#### [Exercise directions]
Copy every line of the material below, requests included. Multiply each x and y coordinate in the answers by 1.65 and round it to a whole number, with halves rounding up.

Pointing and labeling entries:
········
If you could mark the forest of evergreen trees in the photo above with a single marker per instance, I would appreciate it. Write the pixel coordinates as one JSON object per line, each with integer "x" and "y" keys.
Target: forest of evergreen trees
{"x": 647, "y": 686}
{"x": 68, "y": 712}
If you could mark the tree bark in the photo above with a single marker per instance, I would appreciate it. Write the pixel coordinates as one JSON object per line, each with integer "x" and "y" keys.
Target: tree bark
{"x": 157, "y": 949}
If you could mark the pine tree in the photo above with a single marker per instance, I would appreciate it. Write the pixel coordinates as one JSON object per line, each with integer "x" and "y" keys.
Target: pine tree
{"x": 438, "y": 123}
········
#### [Result for this task]
If you could mark the forest of evergreen trees in the photo above with a single marker per instance, I would appreciate it. Write the pixel coordinates as one JSON object per line, each with integer "x" and "y" keys.
Target: forest of evergreen trees
{"x": 1068, "y": 1132}
{"x": 112, "y": 1175}
If you could mark the tree bark in the photo above with a single marker per instance, I would appreciate it. Write the pixel coordinates as one JSON object per line, each with integer "x" and "y" keys.
Target: tree bark
{"x": 259, "y": 1566}
If you could mark the pine tree in the photo above with a single marker per instance, I would appreciate it. Write the pixel coordinates as one JSON object per line, each with integer "x" and "y" keys.
Target: pine tree
{"x": 723, "y": 203}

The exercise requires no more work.